▶ Your instructions: Wherever the string "castle" shows up in the material below, copy that line.

▶ Records:
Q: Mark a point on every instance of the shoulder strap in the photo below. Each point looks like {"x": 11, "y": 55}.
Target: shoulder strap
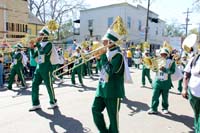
{"x": 121, "y": 62}
{"x": 193, "y": 63}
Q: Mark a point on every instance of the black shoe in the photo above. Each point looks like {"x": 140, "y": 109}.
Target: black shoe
{"x": 34, "y": 108}
{"x": 9, "y": 88}
{"x": 53, "y": 106}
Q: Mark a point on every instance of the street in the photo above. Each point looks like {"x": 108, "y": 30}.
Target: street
{"x": 74, "y": 112}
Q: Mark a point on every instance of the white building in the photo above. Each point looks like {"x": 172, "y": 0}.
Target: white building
{"x": 99, "y": 19}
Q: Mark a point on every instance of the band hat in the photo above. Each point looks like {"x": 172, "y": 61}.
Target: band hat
{"x": 184, "y": 54}
{"x": 164, "y": 51}
{"x": 44, "y": 31}
{"x": 146, "y": 52}
{"x": 19, "y": 45}
{"x": 111, "y": 35}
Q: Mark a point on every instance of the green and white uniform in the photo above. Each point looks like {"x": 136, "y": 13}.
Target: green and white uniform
{"x": 146, "y": 72}
{"x": 43, "y": 72}
{"x": 194, "y": 90}
{"x": 17, "y": 68}
{"x": 161, "y": 86}
{"x": 77, "y": 70}
{"x": 109, "y": 91}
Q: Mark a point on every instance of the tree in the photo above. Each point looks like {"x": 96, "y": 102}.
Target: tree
{"x": 58, "y": 10}
{"x": 66, "y": 29}
{"x": 54, "y": 9}
{"x": 174, "y": 31}
{"x": 196, "y": 5}
{"x": 194, "y": 31}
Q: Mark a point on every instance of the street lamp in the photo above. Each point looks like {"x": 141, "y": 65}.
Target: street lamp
{"x": 147, "y": 22}
{"x": 90, "y": 30}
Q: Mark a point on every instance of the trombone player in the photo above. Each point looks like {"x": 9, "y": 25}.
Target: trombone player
{"x": 77, "y": 69}
{"x": 146, "y": 67}
{"x": 162, "y": 83}
{"x": 43, "y": 70}
{"x": 111, "y": 84}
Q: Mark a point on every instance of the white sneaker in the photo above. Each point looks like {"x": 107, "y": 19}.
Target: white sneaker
{"x": 53, "y": 106}
{"x": 165, "y": 111}
{"x": 34, "y": 108}
{"x": 152, "y": 112}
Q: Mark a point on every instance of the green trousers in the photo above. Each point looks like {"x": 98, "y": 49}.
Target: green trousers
{"x": 157, "y": 91}
{"x": 89, "y": 68}
{"x": 14, "y": 71}
{"x": 112, "y": 106}
{"x": 195, "y": 103}
{"x": 77, "y": 70}
{"x": 180, "y": 87}
{"x": 39, "y": 76}
{"x": 146, "y": 73}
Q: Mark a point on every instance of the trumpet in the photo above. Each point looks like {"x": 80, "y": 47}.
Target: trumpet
{"x": 147, "y": 62}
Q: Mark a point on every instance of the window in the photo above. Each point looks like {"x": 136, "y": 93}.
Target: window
{"x": 110, "y": 21}
{"x": 90, "y": 23}
{"x": 156, "y": 30}
{"x": 129, "y": 22}
{"x": 7, "y": 26}
{"x": 139, "y": 25}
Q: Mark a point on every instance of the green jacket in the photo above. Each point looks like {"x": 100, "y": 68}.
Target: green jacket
{"x": 166, "y": 84}
{"x": 44, "y": 51}
{"x": 17, "y": 60}
{"x": 114, "y": 88}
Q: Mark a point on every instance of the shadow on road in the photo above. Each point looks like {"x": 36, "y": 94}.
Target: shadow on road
{"x": 70, "y": 124}
{"x": 186, "y": 120}
{"x": 87, "y": 88}
{"x": 135, "y": 106}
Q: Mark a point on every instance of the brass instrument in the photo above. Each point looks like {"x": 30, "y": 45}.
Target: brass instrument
{"x": 189, "y": 42}
{"x": 117, "y": 26}
{"x": 157, "y": 63}
{"x": 147, "y": 62}
{"x": 85, "y": 58}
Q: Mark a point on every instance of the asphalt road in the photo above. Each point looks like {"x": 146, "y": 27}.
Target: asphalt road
{"x": 74, "y": 112}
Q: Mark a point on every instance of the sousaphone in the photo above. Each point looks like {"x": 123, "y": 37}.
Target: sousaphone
{"x": 189, "y": 42}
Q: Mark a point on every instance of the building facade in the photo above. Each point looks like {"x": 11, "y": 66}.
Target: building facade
{"x": 34, "y": 25}
{"x": 96, "y": 21}
{"x": 13, "y": 19}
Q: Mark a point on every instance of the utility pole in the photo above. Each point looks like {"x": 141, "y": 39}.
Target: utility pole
{"x": 147, "y": 21}
{"x": 187, "y": 20}
{"x": 199, "y": 33}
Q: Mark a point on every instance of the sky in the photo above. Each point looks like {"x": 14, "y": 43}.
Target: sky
{"x": 171, "y": 11}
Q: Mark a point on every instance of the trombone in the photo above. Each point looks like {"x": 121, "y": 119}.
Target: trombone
{"x": 85, "y": 57}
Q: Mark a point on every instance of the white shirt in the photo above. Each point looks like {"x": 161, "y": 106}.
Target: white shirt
{"x": 194, "y": 82}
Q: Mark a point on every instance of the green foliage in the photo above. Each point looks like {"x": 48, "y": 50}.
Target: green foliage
{"x": 174, "y": 31}
{"x": 66, "y": 29}
{"x": 194, "y": 31}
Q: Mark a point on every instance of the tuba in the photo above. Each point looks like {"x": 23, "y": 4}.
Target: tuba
{"x": 157, "y": 63}
{"x": 147, "y": 62}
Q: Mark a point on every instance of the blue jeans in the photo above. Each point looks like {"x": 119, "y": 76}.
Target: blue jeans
{"x": 1, "y": 74}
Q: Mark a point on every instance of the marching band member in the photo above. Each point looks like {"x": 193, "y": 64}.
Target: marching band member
{"x": 111, "y": 86}
{"x": 180, "y": 63}
{"x": 61, "y": 62}
{"x": 146, "y": 68}
{"x": 162, "y": 83}
{"x": 17, "y": 68}
{"x": 76, "y": 69}
{"x": 129, "y": 57}
{"x": 191, "y": 88}
{"x": 33, "y": 61}
{"x": 1, "y": 71}
{"x": 43, "y": 70}
{"x": 137, "y": 57}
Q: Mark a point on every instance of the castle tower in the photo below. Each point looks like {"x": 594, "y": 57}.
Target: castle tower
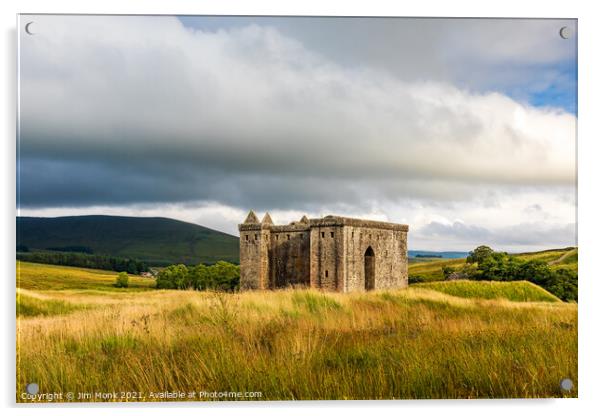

▶ Response for this exercise:
Q: Mark a point on every instance of the castle tower in the photo below. Each point looks like {"x": 594, "y": 57}.
Target: castle tower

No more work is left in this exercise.